Quick Note of Thanks
HOLY CRAP thank you all SO MUCH!
When I really was trying to commit suicide when I was sixteen, I went back to school the day after I was released from the hospital only to be delivered right back into the bullies’ hands. I still don’t know how I dealt with people saying to my face I should have died. Had it not been for Rhonda and Cindy I don’t know if I would have made it.
The almost overwhelming support [only because let’s be honest I’m not super used to it] has me feeling more loved and supported than I think I have ever felt in my life. I am of course feeling insane amounts of guilt, shame and embarrassment as well but it comes with the territory.
I’m going to put up a fluff piece on my hair probably today; you know to lighten it up a tad for a day or two around here before I dive into some stories that won’t be easy to write but I think need to be told. I’ve been planning to write them since I started this blog they’ve always been on the back burner because some are pretty heavy.
I just can’t thank you all enough. I think it is going to take me a full day if not more to respond to all the correspondence sitting in my in box, not to mention I didn’t sign into my igoogle page containing my feed until early last evening and the fact that a lot of you wrote posts for me or mentioning me, shit I don’t even know what to say, but trust me, I’m not complaining, I am so so so very thankful.
I’m only turning the comments off on this post because it is a THANK YOU to YOU.

(Exercise data)
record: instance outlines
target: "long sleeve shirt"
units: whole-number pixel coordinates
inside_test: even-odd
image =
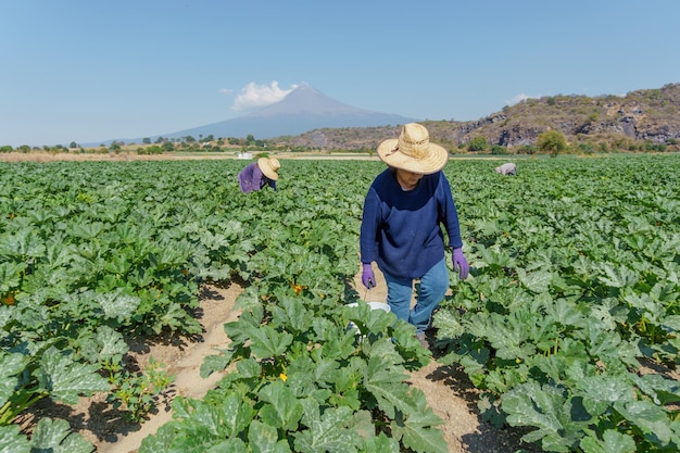
[[[394,171],[386,169],[373,181],[361,226],[362,263],[376,261],[383,273],[419,278],[444,257],[443,224],[449,244],[463,247],[451,186],[440,171],[425,175],[405,191]]]
[[[495,171],[501,175],[513,175],[517,176],[517,165],[513,163],[503,164],[501,166],[495,167]]]
[[[264,176],[257,166],[257,162],[249,164],[239,173],[239,186],[243,193],[260,190],[265,186],[269,186],[276,190],[276,181]]]

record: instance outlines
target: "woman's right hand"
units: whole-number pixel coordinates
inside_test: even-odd
[[[366,289],[375,288],[376,286],[376,276],[373,274],[373,268],[370,267],[370,263],[363,264],[362,284],[364,284]]]

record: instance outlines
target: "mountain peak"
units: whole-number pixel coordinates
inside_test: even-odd
[[[276,115],[338,115],[338,114],[367,114],[372,113],[364,109],[357,109],[322,93],[316,88],[302,85],[286,96],[282,100],[269,104],[256,112],[252,112],[248,117],[267,117]]]

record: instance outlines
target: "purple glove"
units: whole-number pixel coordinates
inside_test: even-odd
[[[364,263],[362,270],[362,284],[367,289],[374,288],[376,286],[376,276],[373,275],[373,268],[370,268],[370,263]]]
[[[458,272],[461,280],[465,280],[470,272],[470,265],[463,254],[463,249],[453,249],[453,269]]]

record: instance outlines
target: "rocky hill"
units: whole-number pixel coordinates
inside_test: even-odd
[[[680,143],[680,84],[644,89],[626,96],[550,96],[528,99],[471,122],[423,122],[430,140],[451,151],[475,137],[490,146],[534,144],[539,134],[562,131],[572,144],[607,143],[633,149],[641,143]],[[281,146],[322,150],[374,150],[385,138],[396,137],[399,126],[314,129],[277,137]]]

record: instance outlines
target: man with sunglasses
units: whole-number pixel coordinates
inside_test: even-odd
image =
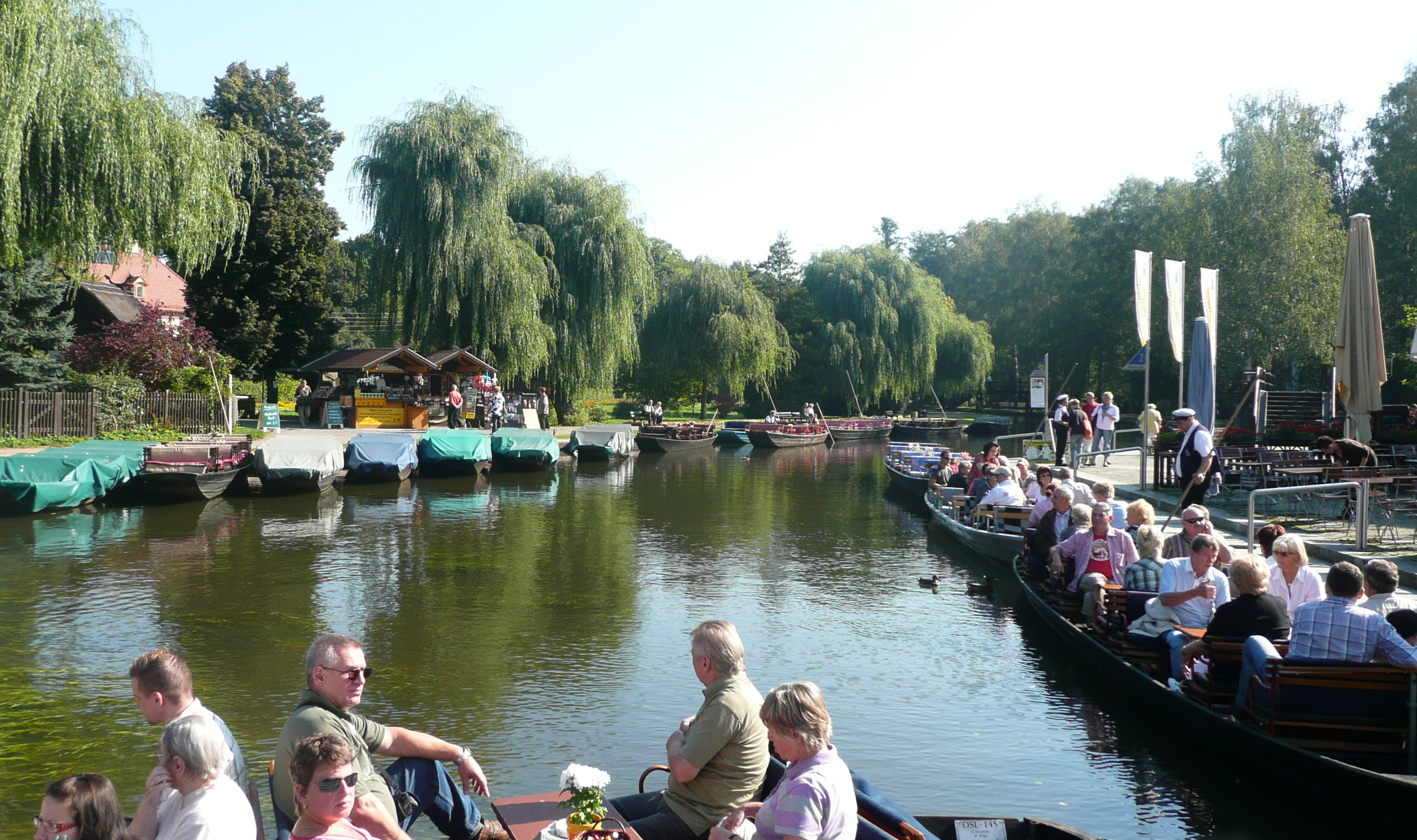
[[[468,796],[476,790],[487,796],[483,775],[472,751],[434,735],[385,727],[353,710],[364,696],[374,669],[364,660],[359,639],[326,633],[305,654],[306,687],[300,703],[281,730],[276,766],[290,765],[300,741],[322,734],[344,738],[354,754],[359,783],[350,822],[383,840],[408,840],[407,830],[421,815],[452,840],[507,840],[497,820],[485,820]],[[373,754],[395,756],[387,771],[380,769]],[[442,762],[458,768],[462,785]],[[289,773],[276,772],[275,806],[293,823],[295,785]],[[397,802],[395,802],[397,800]],[[400,812],[402,805],[402,813]]]
[[[1166,541],[1162,544],[1162,560],[1190,557],[1190,544],[1202,534],[1216,537],[1216,528],[1210,524],[1210,509],[1203,504],[1192,504],[1180,511],[1180,533],[1166,537]],[[1220,547],[1216,552],[1216,568],[1230,568],[1230,561],[1234,557],[1230,552],[1230,545],[1220,537],[1216,537],[1216,544]]]

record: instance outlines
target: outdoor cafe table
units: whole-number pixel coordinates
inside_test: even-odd
[[[507,830],[507,834],[512,834],[512,840],[537,840],[541,829],[571,813],[563,805],[570,798],[570,793],[561,790],[507,796],[493,800],[492,810],[502,820],[502,827]],[[605,803],[605,809],[606,816],[615,817],[621,823],[626,822],[609,802]],[[625,833],[629,834],[631,840],[640,840],[635,829],[626,829]]]

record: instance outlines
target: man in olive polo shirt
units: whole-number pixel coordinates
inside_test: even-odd
[[[762,694],[744,673],[743,640],[728,622],[690,635],[699,713],[669,735],[669,788],[612,802],[643,840],[701,840],[718,820],[752,800],[768,771]]]
[[[476,789],[487,796],[487,776],[466,747],[441,738],[385,727],[350,710],[359,705],[364,686],[374,670],[364,664],[359,639],[326,633],[305,654],[306,688],[300,704],[281,730],[275,755],[275,806],[295,822],[295,786],[290,781],[290,755],[296,744],[310,735],[333,732],[343,737],[354,752],[359,783],[354,786],[354,810],[350,822],[383,840],[408,840],[405,833],[421,815],[452,840],[507,840],[496,820],[483,820],[468,796]],[[371,752],[398,756],[388,766],[394,782],[390,790]],[[441,762],[451,761],[462,778],[462,789]],[[394,798],[412,795],[408,816],[398,817]]]

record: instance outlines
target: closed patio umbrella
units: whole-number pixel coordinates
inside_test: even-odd
[[[1186,408],[1196,422],[1216,431],[1216,365],[1210,357],[1210,323],[1197,317],[1190,333],[1190,375],[1186,377]]]
[[[1365,212],[1355,212],[1348,222],[1343,295],[1338,300],[1338,331],[1333,337],[1333,378],[1348,411],[1345,432],[1355,441],[1367,442],[1373,436],[1370,412],[1383,408],[1387,365],[1383,319],[1377,307],[1373,231]]]

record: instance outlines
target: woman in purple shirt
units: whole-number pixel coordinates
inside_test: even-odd
[[[762,698],[758,717],[788,769],[767,802],[738,807],[708,840],[856,840],[856,789],[832,747],[822,690],[815,683],[784,683]]]

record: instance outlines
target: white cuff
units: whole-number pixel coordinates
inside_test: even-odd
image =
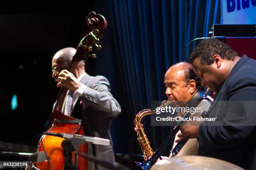
[[[76,90],[76,93],[78,94],[79,96],[81,95],[84,92],[84,91],[86,89],[86,88],[87,88],[86,85],[81,85],[80,88]]]

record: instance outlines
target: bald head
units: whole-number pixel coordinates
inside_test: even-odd
[[[68,47],[59,50],[54,55],[51,61],[51,66],[53,70],[54,70],[52,77],[56,80],[58,78],[58,75],[61,70],[68,69],[76,52],[76,50],[75,48]],[[78,75],[80,74],[80,73],[84,72],[84,61],[81,61],[77,64],[75,73]]]
[[[68,65],[72,60],[72,58],[76,53],[76,50],[72,47],[63,48],[58,51],[54,56],[52,60],[59,63],[65,63]]]
[[[192,65],[187,62],[179,62],[172,66],[167,70],[165,75],[173,73],[173,75],[176,78],[185,80],[187,78],[186,75],[190,70],[193,70]]]
[[[192,65],[189,62],[178,62],[169,68],[164,75],[165,94],[168,100],[189,101],[200,85],[196,78]]]

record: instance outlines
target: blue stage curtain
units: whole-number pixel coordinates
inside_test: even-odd
[[[112,130],[116,152],[141,153],[133,129],[136,115],[150,108],[152,101],[166,99],[166,71],[186,60],[198,42],[191,45],[186,57],[189,41],[209,37],[212,24],[220,23],[220,1],[96,0],[96,12],[105,15],[108,24],[108,38],[108,38],[107,49],[100,53],[108,59],[97,61],[97,71],[110,80],[122,108]],[[172,130],[170,126],[151,126],[150,116],[142,123],[154,150]]]

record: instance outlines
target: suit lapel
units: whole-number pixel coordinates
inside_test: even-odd
[[[88,74],[85,72],[85,74],[84,74],[84,75],[82,79],[81,79],[80,82],[84,85],[86,85],[90,79],[90,76]]]

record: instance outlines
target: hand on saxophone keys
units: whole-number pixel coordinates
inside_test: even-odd
[[[178,135],[179,139],[175,141],[178,142],[188,139],[198,138],[198,130],[199,126],[192,126],[189,123],[186,123],[180,127],[181,133]]]

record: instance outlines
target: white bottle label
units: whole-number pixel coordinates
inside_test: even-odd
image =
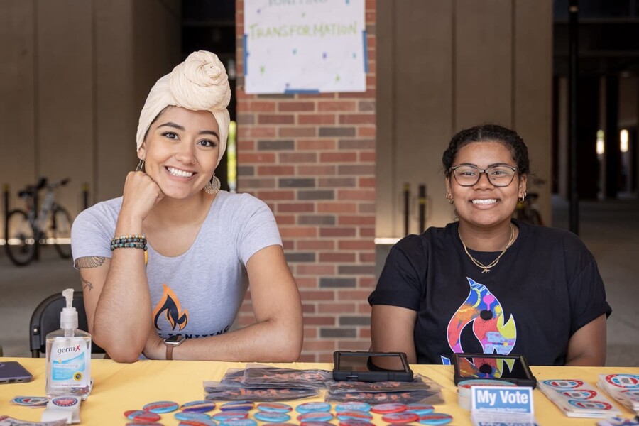
[[[82,337],[56,339],[51,346],[51,381],[54,386],[81,388],[91,379],[87,341]],[[90,355],[89,355],[90,356]]]

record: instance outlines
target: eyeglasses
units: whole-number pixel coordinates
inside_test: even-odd
[[[455,175],[455,180],[461,186],[473,186],[479,182],[481,173],[486,173],[488,181],[496,187],[507,187],[513,182],[517,168],[510,165],[496,165],[481,169],[474,165],[462,164],[449,169]]]

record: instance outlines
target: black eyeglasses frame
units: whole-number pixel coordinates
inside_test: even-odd
[[[476,180],[475,182],[474,182],[474,183],[472,183],[472,184],[463,184],[463,183],[460,183],[460,182],[459,182],[459,180],[457,179],[457,175],[455,174],[455,170],[457,170],[457,169],[458,169],[459,168],[460,168],[460,167],[471,167],[471,168],[474,168],[474,169],[476,169],[477,171],[479,172],[479,174],[477,175],[477,180]],[[493,182],[492,180],[491,180],[491,178],[490,178],[490,175],[488,174],[488,171],[489,170],[491,170],[491,169],[493,169],[493,168],[498,168],[498,167],[505,167],[505,168],[508,168],[512,170],[513,172],[513,175],[510,176],[510,180],[508,181],[508,182],[506,185],[496,185],[494,182]],[[501,165],[493,165],[493,166],[492,166],[492,167],[489,167],[489,168],[486,168],[486,169],[481,169],[481,168],[479,168],[479,167],[477,167],[476,165],[471,165],[471,164],[460,164],[460,165],[454,165],[454,166],[450,168],[449,169],[448,169],[448,173],[449,173],[449,175],[450,175],[451,174],[452,174],[452,175],[455,177],[455,182],[457,182],[457,185],[459,185],[459,186],[463,186],[463,187],[471,187],[471,186],[474,186],[474,185],[477,185],[477,182],[479,182],[479,180],[481,179],[481,175],[482,175],[483,173],[485,173],[485,174],[486,174],[486,178],[488,179],[488,181],[490,182],[490,184],[491,184],[491,185],[493,185],[493,186],[494,186],[494,187],[498,187],[498,188],[504,188],[504,187],[506,187],[510,185],[511,183],[513,183],[513,181],[515,180],[515,175],[517,173],[517,172],[518,172],[518,170],[519,170],[519,169],[517,168],[516,167],[513,167],[512,165],[507,165],[507,164],[501,164]]]

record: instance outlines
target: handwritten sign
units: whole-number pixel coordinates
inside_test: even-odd
[[[245,1],[246,93],[366,91],[364,1]]]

(Questions to answer)
(1) Set down the part of the thank-you note starting with "I’m going to" and going on through "YOU to YOU.", word for word.
(2) Which feelings does the thank-you note say the writer is having along with feeling loved and supported? Name them all.

(Solution set)
(1)
I’m going to put up a fluff piece on my hair probably today; you know to lighten it up a tad for a day or two around here before I dive into some stories that won’t be easy to write but I think need to be told. I’ve been planning to write them since I started this blog they’ve always been on the back burner because some are pretty heavy.
I just can’t thank you all enough. I think it is going to take me a full day if not more to respond to all the correspondence sitting in my in box, not to mention I didn’t sign into my igoogle page containing my feed until early last evening and the fact that a lot of you wrote posts for me or mentioning me, shit I don’t even know what to say, but trust me, I’m not complaining, I am so so so very thankful.
I’m only turning the comments off on this post because it is a THANK YOU to YOU.

(2) Guilt, shame and embarrassment.